(Dataset entries)

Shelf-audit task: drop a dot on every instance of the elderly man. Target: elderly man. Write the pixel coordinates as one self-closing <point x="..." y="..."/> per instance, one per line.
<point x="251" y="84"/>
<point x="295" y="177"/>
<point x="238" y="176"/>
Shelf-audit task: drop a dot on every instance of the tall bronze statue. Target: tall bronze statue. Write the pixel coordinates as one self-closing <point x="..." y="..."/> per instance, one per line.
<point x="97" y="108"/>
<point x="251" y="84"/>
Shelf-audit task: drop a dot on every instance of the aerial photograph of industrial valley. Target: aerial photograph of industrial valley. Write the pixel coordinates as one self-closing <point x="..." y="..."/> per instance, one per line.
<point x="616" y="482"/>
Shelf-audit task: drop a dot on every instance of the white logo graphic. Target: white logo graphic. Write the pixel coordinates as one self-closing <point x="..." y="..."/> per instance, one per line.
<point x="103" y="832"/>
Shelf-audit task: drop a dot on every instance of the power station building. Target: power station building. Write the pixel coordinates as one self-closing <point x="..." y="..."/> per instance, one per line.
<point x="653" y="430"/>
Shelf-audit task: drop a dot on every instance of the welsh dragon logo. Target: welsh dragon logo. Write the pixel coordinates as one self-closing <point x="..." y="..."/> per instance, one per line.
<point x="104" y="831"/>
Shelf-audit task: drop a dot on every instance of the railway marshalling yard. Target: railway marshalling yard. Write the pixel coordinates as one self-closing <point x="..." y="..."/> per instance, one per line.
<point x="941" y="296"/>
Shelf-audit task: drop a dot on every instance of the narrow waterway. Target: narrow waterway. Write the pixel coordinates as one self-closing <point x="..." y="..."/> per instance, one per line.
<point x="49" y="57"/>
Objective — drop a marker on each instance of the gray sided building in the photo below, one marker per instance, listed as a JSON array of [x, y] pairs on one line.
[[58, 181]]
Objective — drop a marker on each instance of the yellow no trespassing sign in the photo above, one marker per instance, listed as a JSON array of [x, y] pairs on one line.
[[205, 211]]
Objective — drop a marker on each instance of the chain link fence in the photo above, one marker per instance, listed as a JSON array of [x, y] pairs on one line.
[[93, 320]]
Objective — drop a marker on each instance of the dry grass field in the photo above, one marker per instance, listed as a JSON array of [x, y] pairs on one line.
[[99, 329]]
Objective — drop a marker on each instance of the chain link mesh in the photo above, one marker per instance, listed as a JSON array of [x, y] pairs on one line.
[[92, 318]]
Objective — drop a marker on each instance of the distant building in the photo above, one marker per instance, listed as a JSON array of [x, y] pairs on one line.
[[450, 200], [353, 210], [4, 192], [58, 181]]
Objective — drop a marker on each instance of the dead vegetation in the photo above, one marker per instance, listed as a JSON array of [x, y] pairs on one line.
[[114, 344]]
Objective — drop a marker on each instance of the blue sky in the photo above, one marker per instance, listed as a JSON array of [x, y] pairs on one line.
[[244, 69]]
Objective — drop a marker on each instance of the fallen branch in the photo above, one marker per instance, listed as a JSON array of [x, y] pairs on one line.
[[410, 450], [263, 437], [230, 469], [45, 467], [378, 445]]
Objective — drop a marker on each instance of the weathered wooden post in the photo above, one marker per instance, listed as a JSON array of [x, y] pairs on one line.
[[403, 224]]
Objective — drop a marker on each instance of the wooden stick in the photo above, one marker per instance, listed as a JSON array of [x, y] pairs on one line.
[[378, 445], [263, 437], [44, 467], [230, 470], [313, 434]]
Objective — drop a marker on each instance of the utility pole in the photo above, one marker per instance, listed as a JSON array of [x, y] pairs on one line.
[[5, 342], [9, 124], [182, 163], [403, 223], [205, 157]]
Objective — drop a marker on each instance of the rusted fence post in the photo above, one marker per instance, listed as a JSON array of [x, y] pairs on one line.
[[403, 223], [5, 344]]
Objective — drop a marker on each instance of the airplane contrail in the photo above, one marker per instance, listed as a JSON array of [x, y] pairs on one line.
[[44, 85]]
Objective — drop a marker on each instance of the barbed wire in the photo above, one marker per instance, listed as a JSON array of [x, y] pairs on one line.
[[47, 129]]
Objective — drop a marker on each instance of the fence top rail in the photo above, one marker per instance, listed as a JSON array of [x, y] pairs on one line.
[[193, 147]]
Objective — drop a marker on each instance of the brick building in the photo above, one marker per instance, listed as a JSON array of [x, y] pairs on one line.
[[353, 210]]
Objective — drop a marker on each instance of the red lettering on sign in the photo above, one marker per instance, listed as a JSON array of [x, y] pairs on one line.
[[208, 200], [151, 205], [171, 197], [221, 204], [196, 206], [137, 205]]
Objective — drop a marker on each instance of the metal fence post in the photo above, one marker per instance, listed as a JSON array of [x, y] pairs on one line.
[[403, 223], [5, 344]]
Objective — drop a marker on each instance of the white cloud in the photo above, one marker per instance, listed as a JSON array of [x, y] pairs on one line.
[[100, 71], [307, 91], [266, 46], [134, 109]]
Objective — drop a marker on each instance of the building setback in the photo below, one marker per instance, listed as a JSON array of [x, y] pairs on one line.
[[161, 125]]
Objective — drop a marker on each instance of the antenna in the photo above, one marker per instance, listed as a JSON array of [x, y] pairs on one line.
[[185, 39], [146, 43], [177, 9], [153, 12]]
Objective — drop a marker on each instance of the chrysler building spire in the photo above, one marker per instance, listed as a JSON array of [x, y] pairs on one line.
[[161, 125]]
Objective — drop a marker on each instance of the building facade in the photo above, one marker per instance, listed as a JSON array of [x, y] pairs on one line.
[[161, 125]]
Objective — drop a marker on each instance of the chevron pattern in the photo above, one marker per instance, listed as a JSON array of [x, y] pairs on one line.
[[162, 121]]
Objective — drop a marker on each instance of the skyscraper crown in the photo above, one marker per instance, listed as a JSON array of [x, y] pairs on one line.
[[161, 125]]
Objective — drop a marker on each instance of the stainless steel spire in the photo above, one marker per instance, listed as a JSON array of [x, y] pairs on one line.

• [Exercise prompt] Write all the records out again. Nothing may differ from the original.

• [Solution to the exercise]
Shelf-audit task: drop a dot on every instance of the elderly man. Target: elderly man. Write the pixel coordinates as one self-closing <point x="..." y="..."/> per instance, one per line.
<point x="251" y="84"/>
<point x="295" y="177"/>
<point x="238" y="176"/>
Shelf-audit task: drop a dot on every instance of the tall bronze statue. Target: tall bronze statue. Write the pixel coordinates as one self-closing <point x="..." y="..."/> per instance, one per line.
<point x="97" y="108"/>
<point x="251" y="84"/>
Shelf-audit task: drop a dot on every instance of the aerial photograph of industrial valley. Target: aerial photograph of industrial valley. Write the pixel coordinates as one self-closing <point x="..." y="..."/> per instance, one per line.
<point x="616" y="482"/>
Shelf-audit task: drop a dot on every instance of the white logo graphic. Target: white logo graphic. Write the pixel coordinates as one self-closing <point x="..." y="..."/> per instance, one per line.
<point x="103" y="832"/>
Shelf-audit task: drop a dot on every instance of the power station building. Target: power station building. Write the pixel coordinates as one self-closing <point x="..." y="..."/> per instance, one per line.
<point x="653" y="430"/>
Shelf-audit task: drop a dot on every instance of the welsh dragon logo. Target: welsh dragon logo. Write the pixel coordinates as one self-closing <point x="..." y="..."/> per instance, one per line.
<point x="104" y="831"/>
Shelf-audit task: drop a dot on every instance of the railway marshalling yard. Target: railway marshalling yard. Write the pixel coordinates as one self-closing <point x="..." y="..."/> per instance, one per line.
<point x="941" y="296"/>
Shelf-audit task: drop a dot on every instance of the narrow waterway. Target: narrow waterway. Write the pixel coordinates as one self-closing <point x="..." y="..."/> per instance, one per line.
<point x="49" y="57"/>
Objective — drop a marker on each instance of the gray sided building in the photo below, one marker per instance, listed as a JSON array of [x, y] pairs on one line.
[[58, 181]]
Objective — drop a marker on each instance of the yellow no trespassing sign in the photo above, one marker per instance, listed as a JSON array of [x, y] pairs on one line.
[[205, 211]]
Objective — drop a marker on each instance of the chain link fence in the photo above, one marker per instance, listed as a JSON array of [x, y] pairs on one line.
[[93, 320]]
Objective — drop a marker on each instance of the dry grass field in the photo above, one marker per instance, listed as a JSON array of [x, y] pairs on one line.
[[99, 329]]
Objective — drop a marker on each instance of the chain link mesh in the photo above, one marker per instance, listed as a JSON array of [x, y] pairs on one line.
[[92, 318]]
Objective — drop a marker on each instance of the distant building in the photo above, one marker per instance, listed as a JSON array of [x, y] pairs on one line.
[[450, 200], [353, 210], [4, 192], [58, 181]]
Objective — drop a marker on each instance of the dead vegetation in the photo above, one marker per instance, listed as a JSON array of [x, y] pairs on one line.
[[114, 344]]
Objective — drop a marker on each instance of the blue sky in the photo above, one marker per instance, listed as a JSON array of [x, y] pairs on one line.
[[244, 69]]
Objective — drop a marker on each instance of the fallen branch in the photo above, one marker per instance, listed as a JSON array of [x, y] pairs on one line.
[[410, 450], [263, 437], [230, 469], [45, 467], [378, 445]]
Objective — drop a marker on each instance of the weathered wooden post in the photo above, one marker per instance, listed as a JSON array of [x, y] pairs on one line.
[[403, 224]]
Objective — drop a marker on each instance of the wooden stick in the photo above, one marker per instance, listed as a JSON array of [x, y] pairs on one line.
[[378, 445], [263, 437], [44, 467], [230, 470], [313, 434]]
Objective — drop a marker on each instance of the utility pole in the photo above, one marker per instance, listed as a JSON array of [x, y] pairs on one line.
[[5, 342], [9, 124], [182, 163], [403, 223], [205, 157]]
Objective — drop a marker on each instance of the rusted fence post in the photo above, one marker per instance, listed as a JSON array of [x, y] pairs on one line.
[[403, 223], [5, 344]]
Objective — drop a marker on each instance of the airplane contrail in the photo above, one marker per instance, listed as a JSON array of [x, y] pairs on one line.
[[44, 85]]
Objective — drop a marker on each instance of the barbed wire in the photo above, one marker per instance, listed as a JSON array of [x, y] pairs on one line.
[[47, 129]]
Objective — drop a marker on each instance of the fence top rail in the photo above, one marker per instance, listed as a JSON array of [x, y] pairs on one line.
[[193, 147]]
Objective — drop a marker on each instance of the brick building in the photo above, one marker per instance, listed as a JSON array of [x, y] pairs on one line.
[[353, 210]]
Objective — drop a marker on each instance of the red lettering on sign in the photo above, one marker per instance, listed as a JSON array of [x, y] pairs on one line.
[[208, 200], [151, 205], [171, 197], [221, 204], [196, 206], [137, 205]]
Objective — drop a marker on each instance of the metal fence post in the photo above, one marker per instance, listed as a JSON array of [x, y] pairs on one line.
[[403, 223], [5, 344]]
Objective — drop a marker on each instance of the white cloud in the photo above, one marker per instance, listed as a JSON array of [x, y] pairs on one line.
[[100, 71], [307, 91], [266, 46], [134, 109]]
Objective — drop a marker on each instance of the building setback in the photo below, one marker per instance, listed as a JSON array of [x, y] pairs on one line.
[[161, 125]]
Objective — drop a marker on each instance of the antenna in the photo above, one marker per instance, listed as a JSON array of [x, y] pairs on one line.
[[185, 39], [146, 43], [177, 9], [153, 12]]
Objective — drop a marker on each instance of the chrysler building spire in the photo above, one marker per instance, listed as a JSON array of [x, y] pairs on one line.
[[161, 125]]
Objective — drop a marker on each instance of the building facade in the photo above, one marker per instance, listed as a JSON array of [x, y] pairs on one line.
[[161, 125]]
Objective — drop a marker on each instance of the chevron pattern in the photo above, one marker per instance, listed as a JSON array of [x, y] pairs on one line.
[[162, 121]]
Objective — drop a marker on each instance of the skyscraper crown in the photo above, one marker per instance, listed as a JSON array of [x, y] pairs on one line.
[[161, 125]]
Objective — drop a marker on each instance of the stainless steel spire in the photo above, one marker per instance, listed as a JSON array of [x, y] pairs on one line.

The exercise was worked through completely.